(Excerpts of pointing data)
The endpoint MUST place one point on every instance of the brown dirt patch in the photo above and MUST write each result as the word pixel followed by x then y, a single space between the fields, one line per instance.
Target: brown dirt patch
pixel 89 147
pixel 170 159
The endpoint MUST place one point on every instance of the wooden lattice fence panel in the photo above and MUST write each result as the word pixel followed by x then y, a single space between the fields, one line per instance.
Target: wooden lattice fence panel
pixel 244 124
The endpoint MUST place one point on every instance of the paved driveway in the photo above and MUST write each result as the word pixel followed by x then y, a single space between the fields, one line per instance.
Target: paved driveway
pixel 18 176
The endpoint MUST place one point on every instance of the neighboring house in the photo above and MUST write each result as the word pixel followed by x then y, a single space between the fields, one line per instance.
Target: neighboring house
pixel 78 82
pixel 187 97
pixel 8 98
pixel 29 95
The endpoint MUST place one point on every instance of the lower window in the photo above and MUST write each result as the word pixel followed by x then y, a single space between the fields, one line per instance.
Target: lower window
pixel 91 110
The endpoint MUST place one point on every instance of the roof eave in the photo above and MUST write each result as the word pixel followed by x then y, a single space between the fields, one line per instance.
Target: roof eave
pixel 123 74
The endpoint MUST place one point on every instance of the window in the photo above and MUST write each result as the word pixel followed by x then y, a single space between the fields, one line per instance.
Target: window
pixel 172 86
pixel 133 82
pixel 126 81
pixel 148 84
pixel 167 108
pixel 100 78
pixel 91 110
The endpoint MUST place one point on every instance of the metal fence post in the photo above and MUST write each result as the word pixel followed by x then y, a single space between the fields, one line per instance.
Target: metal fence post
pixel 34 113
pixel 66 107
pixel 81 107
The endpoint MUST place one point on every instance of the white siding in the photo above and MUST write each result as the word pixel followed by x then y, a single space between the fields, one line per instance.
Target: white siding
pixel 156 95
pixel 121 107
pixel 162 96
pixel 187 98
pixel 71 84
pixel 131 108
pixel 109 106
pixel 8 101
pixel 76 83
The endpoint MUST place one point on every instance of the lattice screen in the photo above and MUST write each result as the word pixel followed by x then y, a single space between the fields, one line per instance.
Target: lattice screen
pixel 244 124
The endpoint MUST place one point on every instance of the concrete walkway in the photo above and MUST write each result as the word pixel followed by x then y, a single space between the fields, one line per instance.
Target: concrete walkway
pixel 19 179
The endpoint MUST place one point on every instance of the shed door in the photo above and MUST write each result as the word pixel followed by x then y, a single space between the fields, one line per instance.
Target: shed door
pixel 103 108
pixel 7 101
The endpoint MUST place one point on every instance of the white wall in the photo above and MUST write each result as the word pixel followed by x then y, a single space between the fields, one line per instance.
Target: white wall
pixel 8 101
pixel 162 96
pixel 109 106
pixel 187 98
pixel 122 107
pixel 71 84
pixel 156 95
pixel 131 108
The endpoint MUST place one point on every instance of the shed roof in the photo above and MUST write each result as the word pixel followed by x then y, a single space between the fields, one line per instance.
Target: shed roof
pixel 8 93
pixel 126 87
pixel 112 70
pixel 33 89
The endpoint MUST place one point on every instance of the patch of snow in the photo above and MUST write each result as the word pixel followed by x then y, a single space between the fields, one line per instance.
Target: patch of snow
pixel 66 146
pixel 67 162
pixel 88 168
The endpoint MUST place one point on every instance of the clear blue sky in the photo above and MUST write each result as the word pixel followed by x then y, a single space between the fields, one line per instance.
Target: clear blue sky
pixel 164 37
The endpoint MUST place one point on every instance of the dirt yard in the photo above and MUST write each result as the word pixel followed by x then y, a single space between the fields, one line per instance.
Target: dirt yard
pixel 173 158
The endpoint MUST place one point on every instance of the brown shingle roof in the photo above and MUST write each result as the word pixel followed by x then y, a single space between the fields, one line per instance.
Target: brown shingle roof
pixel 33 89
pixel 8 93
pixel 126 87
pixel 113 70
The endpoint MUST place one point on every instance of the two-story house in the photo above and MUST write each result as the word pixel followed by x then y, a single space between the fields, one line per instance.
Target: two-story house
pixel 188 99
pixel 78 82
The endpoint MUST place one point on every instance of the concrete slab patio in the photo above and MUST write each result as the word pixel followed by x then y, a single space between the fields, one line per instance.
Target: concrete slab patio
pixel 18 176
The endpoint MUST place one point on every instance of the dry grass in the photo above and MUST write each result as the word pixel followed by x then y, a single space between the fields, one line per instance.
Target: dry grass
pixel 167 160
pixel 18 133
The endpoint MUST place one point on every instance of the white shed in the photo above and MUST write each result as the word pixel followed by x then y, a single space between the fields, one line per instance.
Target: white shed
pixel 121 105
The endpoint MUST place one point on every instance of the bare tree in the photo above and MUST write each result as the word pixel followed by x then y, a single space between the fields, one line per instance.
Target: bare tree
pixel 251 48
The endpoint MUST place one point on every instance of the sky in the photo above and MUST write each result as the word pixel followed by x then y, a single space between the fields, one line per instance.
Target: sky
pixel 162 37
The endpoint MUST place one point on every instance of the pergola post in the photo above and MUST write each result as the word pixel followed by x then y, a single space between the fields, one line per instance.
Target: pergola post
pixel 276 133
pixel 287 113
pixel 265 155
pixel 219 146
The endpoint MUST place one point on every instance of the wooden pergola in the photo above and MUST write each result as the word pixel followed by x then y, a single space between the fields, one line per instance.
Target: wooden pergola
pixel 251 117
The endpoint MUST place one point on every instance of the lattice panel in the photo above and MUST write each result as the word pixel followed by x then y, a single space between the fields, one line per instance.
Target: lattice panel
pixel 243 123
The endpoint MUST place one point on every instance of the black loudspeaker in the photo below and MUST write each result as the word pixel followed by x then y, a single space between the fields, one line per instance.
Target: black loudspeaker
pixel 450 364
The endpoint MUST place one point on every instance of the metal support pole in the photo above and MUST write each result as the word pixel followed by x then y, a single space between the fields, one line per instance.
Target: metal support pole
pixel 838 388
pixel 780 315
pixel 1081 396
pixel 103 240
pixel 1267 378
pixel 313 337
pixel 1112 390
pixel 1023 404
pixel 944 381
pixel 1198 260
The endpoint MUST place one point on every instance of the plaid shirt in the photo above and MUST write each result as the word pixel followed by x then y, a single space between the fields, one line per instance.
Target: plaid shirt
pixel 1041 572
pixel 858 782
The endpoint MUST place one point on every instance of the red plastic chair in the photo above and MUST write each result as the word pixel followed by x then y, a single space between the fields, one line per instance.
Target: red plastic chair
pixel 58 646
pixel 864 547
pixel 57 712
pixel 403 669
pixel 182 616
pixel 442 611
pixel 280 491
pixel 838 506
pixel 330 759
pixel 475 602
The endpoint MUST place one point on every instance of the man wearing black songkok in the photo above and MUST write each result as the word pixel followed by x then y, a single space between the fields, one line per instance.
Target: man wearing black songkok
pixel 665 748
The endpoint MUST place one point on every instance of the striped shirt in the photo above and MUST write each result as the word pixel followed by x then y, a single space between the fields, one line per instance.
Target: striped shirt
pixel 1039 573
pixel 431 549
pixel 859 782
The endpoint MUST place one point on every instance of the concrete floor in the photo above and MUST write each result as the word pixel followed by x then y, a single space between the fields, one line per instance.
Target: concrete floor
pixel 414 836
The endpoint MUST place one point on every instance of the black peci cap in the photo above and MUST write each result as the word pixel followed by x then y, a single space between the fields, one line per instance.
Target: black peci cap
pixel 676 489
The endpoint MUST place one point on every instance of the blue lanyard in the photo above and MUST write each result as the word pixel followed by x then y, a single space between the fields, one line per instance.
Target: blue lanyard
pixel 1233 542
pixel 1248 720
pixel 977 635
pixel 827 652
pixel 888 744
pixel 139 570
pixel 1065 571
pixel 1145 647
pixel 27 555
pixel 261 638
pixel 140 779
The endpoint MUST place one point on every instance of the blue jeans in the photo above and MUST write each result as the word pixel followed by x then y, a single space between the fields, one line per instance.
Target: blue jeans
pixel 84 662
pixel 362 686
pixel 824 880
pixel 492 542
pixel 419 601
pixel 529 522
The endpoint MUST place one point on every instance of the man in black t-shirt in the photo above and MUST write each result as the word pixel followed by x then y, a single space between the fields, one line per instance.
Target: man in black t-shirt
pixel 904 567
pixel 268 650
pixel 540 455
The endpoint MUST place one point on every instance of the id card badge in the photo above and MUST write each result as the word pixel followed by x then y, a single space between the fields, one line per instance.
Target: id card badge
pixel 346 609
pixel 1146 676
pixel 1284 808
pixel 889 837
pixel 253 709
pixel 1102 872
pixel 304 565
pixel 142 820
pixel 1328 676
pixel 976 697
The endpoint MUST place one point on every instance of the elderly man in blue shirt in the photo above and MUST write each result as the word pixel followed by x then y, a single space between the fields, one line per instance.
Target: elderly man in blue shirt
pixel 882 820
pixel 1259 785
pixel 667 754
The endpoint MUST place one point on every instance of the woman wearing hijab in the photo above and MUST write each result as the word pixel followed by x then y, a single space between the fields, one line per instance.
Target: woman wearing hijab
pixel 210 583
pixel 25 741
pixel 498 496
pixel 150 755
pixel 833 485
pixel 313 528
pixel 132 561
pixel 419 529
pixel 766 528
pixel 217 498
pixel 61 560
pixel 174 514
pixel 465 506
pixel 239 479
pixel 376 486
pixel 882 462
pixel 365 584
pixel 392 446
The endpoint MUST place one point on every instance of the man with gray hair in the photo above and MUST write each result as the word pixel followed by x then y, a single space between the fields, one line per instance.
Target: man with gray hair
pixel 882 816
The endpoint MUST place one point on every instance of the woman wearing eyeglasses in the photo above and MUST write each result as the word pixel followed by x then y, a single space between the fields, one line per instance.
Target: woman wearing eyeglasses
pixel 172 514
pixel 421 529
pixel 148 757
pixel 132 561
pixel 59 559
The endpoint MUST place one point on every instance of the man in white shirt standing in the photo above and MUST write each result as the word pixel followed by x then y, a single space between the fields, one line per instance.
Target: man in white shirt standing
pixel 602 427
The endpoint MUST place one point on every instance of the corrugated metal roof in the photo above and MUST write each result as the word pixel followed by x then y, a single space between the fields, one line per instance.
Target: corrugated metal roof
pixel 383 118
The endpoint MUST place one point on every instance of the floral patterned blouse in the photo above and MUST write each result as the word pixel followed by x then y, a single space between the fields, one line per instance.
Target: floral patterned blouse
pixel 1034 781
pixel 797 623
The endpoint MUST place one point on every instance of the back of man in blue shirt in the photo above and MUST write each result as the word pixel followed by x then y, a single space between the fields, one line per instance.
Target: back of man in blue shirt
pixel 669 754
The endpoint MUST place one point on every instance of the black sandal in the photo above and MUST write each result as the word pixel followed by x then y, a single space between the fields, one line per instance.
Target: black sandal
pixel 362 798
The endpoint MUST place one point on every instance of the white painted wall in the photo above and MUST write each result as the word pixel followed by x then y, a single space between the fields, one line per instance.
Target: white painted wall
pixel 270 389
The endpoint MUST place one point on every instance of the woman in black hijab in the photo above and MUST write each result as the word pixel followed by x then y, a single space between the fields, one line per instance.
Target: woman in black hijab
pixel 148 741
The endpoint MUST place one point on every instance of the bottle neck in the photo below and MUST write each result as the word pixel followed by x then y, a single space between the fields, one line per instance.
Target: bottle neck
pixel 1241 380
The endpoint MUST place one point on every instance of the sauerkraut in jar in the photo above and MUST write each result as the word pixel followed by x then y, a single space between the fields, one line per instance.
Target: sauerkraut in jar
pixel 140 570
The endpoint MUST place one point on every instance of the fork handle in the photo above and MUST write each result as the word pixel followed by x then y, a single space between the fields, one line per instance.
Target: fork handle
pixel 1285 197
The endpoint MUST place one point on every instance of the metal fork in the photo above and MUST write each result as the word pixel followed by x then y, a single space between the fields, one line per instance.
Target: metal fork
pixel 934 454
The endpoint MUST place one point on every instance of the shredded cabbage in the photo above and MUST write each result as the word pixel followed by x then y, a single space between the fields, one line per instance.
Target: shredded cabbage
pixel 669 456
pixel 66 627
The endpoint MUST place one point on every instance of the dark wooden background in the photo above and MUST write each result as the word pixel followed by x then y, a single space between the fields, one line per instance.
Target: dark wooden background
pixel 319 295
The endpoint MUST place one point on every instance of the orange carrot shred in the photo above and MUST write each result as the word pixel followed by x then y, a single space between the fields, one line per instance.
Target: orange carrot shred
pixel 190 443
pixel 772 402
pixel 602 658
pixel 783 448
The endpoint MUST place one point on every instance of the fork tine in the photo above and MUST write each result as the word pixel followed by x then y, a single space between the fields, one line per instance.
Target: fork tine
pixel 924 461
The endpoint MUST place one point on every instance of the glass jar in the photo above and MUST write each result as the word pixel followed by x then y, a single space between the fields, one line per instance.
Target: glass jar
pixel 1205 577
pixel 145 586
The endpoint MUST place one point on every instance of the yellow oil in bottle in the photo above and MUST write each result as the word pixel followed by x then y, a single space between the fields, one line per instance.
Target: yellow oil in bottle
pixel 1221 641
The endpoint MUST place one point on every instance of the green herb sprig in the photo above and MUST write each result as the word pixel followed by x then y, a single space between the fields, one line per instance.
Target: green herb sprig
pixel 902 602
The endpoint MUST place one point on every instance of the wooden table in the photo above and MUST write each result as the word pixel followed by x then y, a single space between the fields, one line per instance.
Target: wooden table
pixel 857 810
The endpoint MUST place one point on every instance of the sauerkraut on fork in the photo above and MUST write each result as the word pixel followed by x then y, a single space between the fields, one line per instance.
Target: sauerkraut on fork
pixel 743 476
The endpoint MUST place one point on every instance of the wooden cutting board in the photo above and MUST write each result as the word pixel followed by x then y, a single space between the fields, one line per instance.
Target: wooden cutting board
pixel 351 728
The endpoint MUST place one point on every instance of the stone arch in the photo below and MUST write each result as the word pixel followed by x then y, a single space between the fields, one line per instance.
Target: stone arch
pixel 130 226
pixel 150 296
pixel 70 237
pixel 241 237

◆ What you need to do
Can you rewrite the listing from the line containing "of the paved" through the line containing "pixel 81 107", swapping "neighboring house" for "adjacent house" and leaving everything else unchanged?

◆ Written response
The endpoint MUST place one point on every instance of the paved driveway in the photo above and MUST write each result as the word pixel followed by x then y, a single space between the fields, one line per instance.
Target: paved driveway
pixel 18 176
The endpoint MUST place one point on every instance of the adjacent house in the photo above and MUST write each result as the word pixel followed by x then y, a single space between the fields, one line per instance.
Target: adjacent house
pixel 78 82
pixel 187 97
pixel 8 98
pixel 29 95
The endpoint MUST place one point on every instance of the lower window in the photo above and MUST write each result as the word pixel followed by x then y, a single space between the fields, one line per instance.
Target: lower window
pixel 91 110
The endpoint MUST place one point on every instance of the roof eave in the photo above and MUST write each result as the word pixel followed by x then y, a single space between the fields, one line per instance.
Target: roof eave
pixel 123 74
The endpoint MUST place one point on every instance of the window in the photo above and MUST write each result as the word pixel followed by x then y, a single space between the fields, one line per instance.
Target: window
pixel 172 86
pixel 133 82
pixel 126 81
pixel 148 84
pixel 167 108
pixel 100 78
pixel 91 110
The endpoint MUST place one point on every instance of the metal fence post in the photo above and MUST write each result as the word pixel followed by x then y, a single space between the fields, one line per instance.
Target: metal fence post
pixel 34 113
pixel 66 107
pixel 81 107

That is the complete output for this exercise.